──────── INPUT DATA

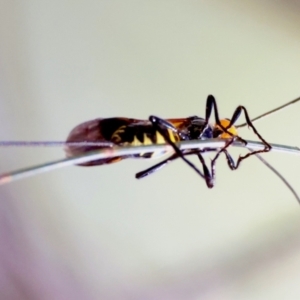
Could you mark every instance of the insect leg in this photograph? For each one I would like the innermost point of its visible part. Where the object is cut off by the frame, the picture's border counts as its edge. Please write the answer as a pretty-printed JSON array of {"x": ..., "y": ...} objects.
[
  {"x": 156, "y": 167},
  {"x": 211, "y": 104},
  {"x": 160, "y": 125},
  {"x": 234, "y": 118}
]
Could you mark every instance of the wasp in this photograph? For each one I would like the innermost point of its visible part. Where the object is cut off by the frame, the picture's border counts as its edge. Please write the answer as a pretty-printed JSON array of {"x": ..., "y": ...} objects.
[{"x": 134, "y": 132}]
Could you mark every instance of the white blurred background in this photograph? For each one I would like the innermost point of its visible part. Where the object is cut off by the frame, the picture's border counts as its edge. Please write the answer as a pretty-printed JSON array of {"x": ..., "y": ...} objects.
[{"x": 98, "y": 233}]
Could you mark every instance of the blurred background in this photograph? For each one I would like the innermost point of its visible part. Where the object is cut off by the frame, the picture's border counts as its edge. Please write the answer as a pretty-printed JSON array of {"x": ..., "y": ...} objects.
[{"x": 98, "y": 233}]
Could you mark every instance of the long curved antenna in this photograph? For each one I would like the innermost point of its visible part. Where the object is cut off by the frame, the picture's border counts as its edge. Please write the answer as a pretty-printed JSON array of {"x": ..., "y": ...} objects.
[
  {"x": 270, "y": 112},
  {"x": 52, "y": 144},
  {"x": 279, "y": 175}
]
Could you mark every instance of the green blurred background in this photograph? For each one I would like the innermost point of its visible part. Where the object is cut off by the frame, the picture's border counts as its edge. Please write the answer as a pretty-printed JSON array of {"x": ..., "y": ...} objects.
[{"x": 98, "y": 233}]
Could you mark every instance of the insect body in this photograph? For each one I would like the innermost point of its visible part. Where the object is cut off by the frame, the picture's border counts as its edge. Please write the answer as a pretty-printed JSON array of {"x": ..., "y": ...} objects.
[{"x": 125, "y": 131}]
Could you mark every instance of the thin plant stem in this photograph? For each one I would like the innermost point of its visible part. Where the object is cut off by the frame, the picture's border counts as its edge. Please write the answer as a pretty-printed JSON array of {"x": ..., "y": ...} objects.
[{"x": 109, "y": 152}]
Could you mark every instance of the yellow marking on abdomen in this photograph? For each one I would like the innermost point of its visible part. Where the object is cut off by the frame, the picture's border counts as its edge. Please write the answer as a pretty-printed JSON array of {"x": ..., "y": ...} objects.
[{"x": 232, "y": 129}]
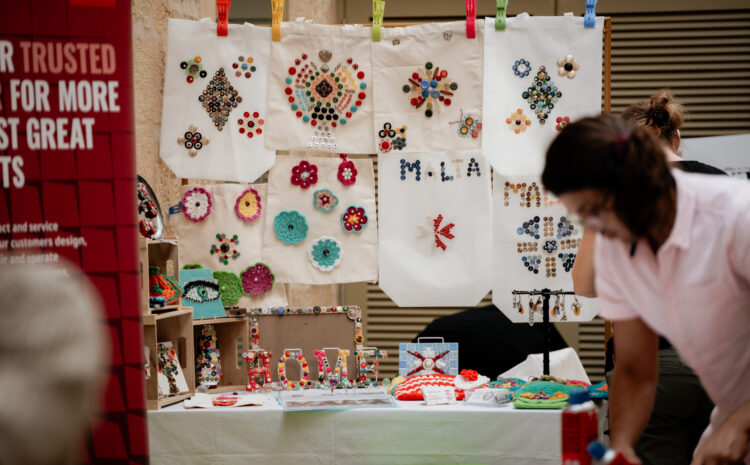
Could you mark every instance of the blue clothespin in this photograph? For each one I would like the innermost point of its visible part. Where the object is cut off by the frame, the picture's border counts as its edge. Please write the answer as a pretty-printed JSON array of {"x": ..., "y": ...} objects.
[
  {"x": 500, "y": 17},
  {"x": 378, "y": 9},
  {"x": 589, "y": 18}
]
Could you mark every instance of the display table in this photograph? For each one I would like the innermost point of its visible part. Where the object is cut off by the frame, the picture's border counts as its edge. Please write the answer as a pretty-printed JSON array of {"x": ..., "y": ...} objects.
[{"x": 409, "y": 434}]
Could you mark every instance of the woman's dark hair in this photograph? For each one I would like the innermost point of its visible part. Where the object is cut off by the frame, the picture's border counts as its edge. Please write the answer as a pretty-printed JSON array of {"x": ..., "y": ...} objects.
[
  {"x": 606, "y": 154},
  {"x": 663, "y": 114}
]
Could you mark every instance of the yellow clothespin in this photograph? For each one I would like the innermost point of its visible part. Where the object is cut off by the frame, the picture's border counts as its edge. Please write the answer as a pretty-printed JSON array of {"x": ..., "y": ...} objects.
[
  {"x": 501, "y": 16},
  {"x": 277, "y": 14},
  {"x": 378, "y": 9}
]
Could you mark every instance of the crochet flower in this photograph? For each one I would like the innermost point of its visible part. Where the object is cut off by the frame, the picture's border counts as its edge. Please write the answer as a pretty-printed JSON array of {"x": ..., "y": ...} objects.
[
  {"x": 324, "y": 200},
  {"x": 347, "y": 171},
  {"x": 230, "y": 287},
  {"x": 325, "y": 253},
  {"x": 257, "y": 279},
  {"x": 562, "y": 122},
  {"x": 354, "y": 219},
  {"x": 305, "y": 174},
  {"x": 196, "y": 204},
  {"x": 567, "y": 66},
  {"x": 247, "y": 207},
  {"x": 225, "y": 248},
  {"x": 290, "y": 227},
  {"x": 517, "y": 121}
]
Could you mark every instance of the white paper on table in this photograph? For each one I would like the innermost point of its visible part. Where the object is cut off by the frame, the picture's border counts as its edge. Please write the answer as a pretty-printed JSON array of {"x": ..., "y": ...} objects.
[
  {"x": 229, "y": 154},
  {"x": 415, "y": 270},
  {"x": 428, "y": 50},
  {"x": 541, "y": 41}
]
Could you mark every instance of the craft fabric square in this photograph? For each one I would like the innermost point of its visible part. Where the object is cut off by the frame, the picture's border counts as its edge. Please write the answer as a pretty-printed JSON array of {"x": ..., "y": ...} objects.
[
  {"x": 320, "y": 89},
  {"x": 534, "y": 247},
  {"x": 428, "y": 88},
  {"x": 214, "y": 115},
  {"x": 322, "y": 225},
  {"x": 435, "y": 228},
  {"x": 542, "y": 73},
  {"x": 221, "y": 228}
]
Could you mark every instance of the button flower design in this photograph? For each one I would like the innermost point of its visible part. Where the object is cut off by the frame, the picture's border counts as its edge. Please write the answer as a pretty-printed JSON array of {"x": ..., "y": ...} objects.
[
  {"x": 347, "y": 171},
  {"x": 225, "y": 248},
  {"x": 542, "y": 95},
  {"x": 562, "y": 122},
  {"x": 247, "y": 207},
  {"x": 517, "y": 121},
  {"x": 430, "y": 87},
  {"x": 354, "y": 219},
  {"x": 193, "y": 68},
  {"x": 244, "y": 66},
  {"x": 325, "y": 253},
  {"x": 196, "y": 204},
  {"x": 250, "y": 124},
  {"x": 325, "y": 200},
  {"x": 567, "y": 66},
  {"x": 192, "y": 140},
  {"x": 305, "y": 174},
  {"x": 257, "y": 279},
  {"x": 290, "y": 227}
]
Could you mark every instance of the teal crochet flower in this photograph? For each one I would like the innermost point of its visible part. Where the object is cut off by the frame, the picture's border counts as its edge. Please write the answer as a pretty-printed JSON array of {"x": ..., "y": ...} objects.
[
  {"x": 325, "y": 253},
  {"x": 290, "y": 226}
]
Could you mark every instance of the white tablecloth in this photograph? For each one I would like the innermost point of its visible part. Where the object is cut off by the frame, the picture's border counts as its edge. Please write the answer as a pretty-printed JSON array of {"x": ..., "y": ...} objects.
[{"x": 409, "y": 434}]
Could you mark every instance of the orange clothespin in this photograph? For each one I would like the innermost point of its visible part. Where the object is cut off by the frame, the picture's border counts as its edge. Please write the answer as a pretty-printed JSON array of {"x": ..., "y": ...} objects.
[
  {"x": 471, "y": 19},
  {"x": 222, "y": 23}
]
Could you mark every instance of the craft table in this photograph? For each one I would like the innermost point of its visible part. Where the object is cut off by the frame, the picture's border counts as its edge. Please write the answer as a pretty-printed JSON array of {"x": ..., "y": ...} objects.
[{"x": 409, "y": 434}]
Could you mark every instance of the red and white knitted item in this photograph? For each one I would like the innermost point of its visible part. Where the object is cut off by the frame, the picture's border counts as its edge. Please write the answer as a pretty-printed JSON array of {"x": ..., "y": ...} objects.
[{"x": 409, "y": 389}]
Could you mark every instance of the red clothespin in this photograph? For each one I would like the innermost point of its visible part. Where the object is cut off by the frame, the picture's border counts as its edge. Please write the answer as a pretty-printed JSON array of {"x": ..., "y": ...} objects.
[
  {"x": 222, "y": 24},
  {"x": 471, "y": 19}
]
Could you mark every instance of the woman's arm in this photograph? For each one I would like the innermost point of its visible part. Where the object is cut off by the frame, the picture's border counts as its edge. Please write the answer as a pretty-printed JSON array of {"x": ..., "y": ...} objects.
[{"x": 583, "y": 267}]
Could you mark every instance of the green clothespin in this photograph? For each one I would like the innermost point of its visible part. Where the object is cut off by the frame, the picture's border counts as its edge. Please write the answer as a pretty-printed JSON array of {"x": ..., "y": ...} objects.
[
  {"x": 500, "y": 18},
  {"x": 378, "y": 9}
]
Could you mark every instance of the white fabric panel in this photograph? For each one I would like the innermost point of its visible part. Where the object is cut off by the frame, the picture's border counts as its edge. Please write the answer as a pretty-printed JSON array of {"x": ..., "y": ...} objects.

────────────────

#### REQUIREMENT
Reproduce the lines of the material word for word, starting at the line that contains "Could you mark every instance of the red and" and continuing through the end of the material.

#### WRITTEN SOLUTION
Could you mark every instance of the red and white knitted item in this photograph? For each one I would like the innermost point of its visible part. Where the object is cut off by the frame, the picture's border counts as its edge. Please write the answer as a pretty-printed JSON array of {"x": ..., "y": ...} objects.
[{"x": 409, "y": 389}]
Could you mark every instance of the red clothespin in this photograph? For each one I would like the innermost point of its visible part. Where the object is cut off by the frame, the picture's border counts as its edge. Please write the answer as a pretty-printed JSON array of {"x": ..., "y": ...} objects.
[
  {"x": 222, "y": 24},
  {"x": 471, "y": 19}
]
Could you mark every instance of the woman's arm in this photograph? For each one I would like the innermost point of its visible part. Where the object is cut off by the frame, the picture's border counts as its edge. Please write the answer as a pretty-printed JSON array of {"x": ..., "y": ...} objects.
[{"x": 583, "y": 267}]
Could you mark every instance of the green clothespin in this photograph? For each one I would like the innermost point of its visible part. Where the object is cut off by the frame, the picture's border counts as its edge. Please write the answer as a pretty-printed JSON array of {"x": ..., "y": ...} objects.
[
  {"x": 500, "y": 18},
  {"x": 378, "y": 9}
]
Could you mark every instance of the white fabric panel in this photograph? For each one I would like the innermost point of its visible part. Where the object is cut off by the frame, the picture's border counts as its edge. Please write the answer as a pretty-printed JSON array of {"x": ..., "y": ...} objects.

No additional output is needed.